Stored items
━━━━━━━━━━
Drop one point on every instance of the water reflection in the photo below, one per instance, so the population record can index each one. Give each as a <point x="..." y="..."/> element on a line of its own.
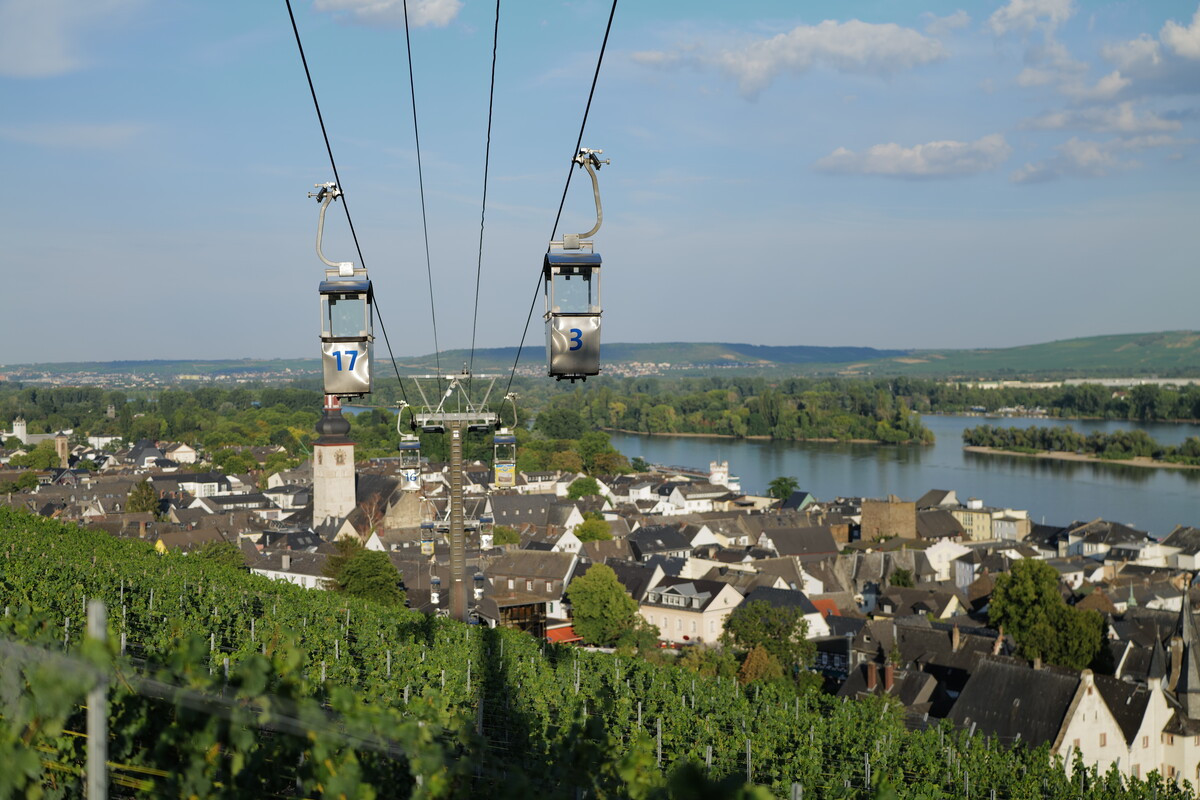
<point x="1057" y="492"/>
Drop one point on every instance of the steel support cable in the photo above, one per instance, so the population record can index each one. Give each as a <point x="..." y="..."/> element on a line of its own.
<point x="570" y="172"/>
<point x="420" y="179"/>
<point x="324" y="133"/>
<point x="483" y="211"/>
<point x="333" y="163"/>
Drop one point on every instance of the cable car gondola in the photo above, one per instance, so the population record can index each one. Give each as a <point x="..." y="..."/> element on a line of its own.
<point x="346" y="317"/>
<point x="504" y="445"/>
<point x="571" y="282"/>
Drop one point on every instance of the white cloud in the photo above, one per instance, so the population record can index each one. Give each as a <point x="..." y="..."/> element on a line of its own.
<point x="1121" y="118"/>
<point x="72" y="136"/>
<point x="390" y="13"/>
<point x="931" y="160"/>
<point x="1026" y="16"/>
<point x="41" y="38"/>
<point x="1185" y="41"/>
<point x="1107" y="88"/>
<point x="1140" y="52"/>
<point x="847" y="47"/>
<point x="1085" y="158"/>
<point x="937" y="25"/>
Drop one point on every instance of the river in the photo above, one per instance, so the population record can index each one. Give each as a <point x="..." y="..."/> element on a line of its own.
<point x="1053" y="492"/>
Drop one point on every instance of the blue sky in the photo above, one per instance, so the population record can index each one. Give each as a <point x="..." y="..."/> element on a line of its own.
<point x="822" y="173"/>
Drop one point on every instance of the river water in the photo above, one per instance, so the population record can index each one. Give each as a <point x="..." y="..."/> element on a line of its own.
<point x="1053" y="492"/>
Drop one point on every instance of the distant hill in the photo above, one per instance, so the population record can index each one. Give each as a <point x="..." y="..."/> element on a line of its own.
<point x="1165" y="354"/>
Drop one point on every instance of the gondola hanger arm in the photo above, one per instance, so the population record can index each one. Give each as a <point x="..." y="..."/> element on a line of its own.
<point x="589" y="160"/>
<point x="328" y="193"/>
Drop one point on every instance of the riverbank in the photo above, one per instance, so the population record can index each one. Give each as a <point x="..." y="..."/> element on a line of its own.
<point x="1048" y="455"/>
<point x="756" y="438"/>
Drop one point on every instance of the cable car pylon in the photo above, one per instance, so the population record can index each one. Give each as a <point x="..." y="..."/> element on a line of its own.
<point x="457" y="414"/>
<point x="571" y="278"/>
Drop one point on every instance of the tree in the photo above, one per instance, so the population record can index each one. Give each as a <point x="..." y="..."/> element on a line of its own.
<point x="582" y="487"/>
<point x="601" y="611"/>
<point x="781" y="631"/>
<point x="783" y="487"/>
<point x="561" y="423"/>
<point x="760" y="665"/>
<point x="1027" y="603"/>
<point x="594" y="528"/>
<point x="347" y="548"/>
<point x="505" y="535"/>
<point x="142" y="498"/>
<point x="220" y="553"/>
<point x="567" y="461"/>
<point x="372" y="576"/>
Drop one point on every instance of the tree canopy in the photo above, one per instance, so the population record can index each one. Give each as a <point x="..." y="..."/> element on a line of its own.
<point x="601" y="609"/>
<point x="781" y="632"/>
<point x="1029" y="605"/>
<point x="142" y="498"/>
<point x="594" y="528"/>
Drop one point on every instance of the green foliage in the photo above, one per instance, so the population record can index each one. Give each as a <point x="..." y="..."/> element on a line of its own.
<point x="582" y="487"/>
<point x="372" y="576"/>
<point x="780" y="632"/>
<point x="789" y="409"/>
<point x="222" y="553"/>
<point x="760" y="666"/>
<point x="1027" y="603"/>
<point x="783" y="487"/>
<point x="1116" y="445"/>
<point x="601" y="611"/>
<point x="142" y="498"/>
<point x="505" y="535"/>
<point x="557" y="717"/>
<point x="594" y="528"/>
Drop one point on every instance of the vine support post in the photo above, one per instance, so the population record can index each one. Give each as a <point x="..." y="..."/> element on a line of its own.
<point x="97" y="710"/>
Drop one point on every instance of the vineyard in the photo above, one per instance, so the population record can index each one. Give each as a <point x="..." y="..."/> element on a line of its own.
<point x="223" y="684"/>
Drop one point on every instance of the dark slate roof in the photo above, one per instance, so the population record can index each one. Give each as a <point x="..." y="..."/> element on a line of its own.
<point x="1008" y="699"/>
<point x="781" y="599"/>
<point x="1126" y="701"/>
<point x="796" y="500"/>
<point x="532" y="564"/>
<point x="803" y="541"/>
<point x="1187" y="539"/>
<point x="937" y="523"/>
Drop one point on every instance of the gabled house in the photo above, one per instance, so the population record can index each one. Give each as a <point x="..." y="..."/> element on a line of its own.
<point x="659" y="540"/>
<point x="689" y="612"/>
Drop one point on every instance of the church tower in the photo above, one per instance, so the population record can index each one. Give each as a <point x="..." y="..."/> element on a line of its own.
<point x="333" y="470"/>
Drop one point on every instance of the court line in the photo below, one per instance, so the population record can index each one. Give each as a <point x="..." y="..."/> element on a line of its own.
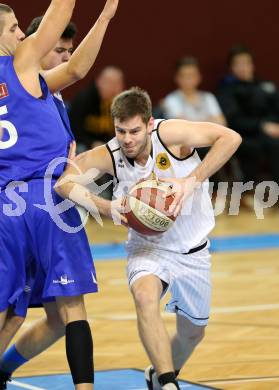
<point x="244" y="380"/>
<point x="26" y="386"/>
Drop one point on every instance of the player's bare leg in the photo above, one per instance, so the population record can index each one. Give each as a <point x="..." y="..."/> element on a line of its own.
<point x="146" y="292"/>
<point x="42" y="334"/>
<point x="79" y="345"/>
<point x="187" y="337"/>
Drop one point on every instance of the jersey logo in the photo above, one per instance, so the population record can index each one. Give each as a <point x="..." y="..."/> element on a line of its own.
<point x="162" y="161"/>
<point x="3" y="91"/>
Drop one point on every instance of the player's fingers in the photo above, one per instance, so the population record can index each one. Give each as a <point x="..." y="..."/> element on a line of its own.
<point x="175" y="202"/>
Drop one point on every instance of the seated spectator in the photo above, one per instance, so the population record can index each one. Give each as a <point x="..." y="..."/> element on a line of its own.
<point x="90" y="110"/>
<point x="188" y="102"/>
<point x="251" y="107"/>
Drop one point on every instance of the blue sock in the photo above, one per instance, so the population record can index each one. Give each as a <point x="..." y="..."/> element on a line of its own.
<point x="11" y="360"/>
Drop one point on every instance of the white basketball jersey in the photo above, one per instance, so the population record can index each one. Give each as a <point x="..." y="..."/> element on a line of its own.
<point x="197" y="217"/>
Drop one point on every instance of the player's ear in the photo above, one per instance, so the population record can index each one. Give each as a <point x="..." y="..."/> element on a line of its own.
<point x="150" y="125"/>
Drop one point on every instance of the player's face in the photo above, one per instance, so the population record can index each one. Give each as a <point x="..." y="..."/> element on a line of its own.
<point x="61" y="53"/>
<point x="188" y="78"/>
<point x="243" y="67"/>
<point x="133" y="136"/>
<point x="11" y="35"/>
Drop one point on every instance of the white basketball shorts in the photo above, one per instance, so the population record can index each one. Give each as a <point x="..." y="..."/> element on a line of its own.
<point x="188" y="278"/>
━━━━━━━━━━
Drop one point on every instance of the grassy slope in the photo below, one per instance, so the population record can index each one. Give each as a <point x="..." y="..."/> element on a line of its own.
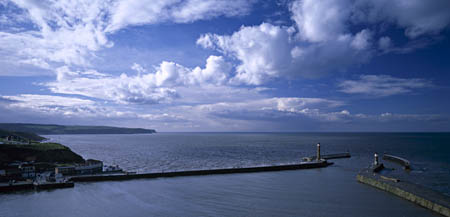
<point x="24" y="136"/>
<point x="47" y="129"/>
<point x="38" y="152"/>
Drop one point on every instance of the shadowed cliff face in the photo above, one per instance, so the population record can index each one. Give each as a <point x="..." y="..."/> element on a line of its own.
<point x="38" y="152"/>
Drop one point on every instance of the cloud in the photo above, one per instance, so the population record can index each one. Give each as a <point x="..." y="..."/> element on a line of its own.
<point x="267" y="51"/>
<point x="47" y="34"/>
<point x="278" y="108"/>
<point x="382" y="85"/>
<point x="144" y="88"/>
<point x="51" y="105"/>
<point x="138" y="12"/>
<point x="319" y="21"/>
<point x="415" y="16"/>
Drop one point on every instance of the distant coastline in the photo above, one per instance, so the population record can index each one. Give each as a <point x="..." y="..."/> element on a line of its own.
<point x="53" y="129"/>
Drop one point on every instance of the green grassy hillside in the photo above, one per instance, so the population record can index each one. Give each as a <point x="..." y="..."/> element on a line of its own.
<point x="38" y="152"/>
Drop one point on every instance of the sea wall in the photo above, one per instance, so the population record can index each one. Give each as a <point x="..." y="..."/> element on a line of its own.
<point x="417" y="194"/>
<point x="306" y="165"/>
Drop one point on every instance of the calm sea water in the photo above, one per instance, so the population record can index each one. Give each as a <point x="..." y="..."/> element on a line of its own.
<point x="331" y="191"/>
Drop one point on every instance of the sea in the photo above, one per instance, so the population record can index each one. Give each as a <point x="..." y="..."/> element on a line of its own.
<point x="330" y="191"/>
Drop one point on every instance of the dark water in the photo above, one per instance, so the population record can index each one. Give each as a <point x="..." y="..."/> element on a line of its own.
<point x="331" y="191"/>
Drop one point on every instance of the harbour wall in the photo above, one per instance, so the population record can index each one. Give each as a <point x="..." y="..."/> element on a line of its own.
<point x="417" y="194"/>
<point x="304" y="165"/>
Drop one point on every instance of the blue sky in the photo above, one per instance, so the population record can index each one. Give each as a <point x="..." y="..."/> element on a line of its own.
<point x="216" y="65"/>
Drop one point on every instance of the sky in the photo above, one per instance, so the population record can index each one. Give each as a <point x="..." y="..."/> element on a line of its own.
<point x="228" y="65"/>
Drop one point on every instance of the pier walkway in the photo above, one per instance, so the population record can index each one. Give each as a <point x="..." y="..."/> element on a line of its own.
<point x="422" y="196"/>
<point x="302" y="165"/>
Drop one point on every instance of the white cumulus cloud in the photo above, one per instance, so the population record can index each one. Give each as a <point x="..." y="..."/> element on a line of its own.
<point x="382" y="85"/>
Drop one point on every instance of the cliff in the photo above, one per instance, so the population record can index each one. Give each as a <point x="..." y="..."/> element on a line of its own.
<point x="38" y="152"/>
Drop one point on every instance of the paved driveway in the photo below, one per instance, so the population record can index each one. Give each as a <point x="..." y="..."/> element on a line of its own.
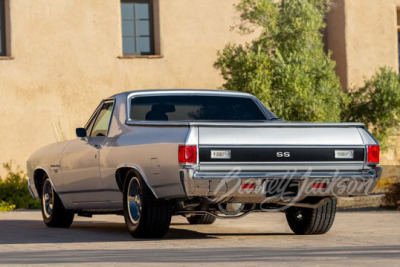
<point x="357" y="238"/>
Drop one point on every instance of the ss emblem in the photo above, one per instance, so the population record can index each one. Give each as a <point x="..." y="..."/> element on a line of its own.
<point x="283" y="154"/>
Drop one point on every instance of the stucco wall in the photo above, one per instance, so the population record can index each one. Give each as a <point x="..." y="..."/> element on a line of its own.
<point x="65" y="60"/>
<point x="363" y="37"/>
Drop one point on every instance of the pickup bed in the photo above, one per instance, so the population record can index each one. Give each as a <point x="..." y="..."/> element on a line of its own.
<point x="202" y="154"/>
━━━━━━━━━━
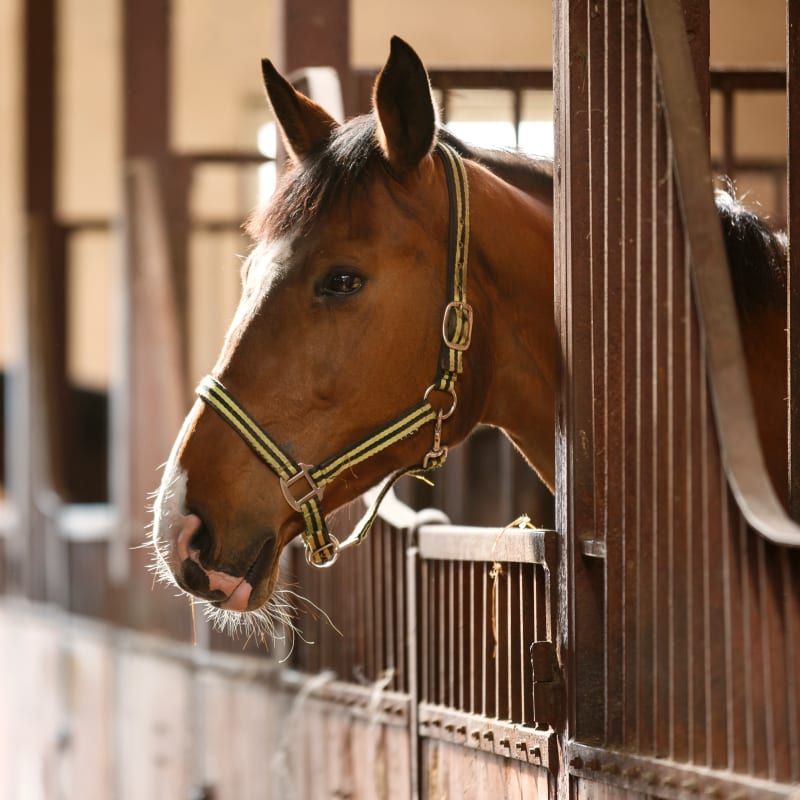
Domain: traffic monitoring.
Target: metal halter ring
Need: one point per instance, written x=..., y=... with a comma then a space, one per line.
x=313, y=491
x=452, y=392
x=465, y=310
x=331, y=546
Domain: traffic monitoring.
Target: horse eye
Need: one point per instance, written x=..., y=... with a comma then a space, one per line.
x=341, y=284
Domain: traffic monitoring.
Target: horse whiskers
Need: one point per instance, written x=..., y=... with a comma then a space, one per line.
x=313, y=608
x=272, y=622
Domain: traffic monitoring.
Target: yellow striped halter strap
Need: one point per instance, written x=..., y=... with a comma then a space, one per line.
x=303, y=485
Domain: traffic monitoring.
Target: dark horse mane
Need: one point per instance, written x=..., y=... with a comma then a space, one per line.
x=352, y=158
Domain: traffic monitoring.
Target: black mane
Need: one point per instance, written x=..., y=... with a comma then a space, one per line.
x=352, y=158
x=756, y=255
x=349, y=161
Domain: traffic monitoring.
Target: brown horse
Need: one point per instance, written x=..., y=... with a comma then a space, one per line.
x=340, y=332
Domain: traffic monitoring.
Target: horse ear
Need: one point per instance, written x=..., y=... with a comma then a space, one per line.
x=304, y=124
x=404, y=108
━━━━━━━━━━
§ Instructions to follow
Locate every line above that contains the word "halter" and copy each of those lines out in full.

§ Problem solution
Target: metal halter ring
Target: yellow striped halter strap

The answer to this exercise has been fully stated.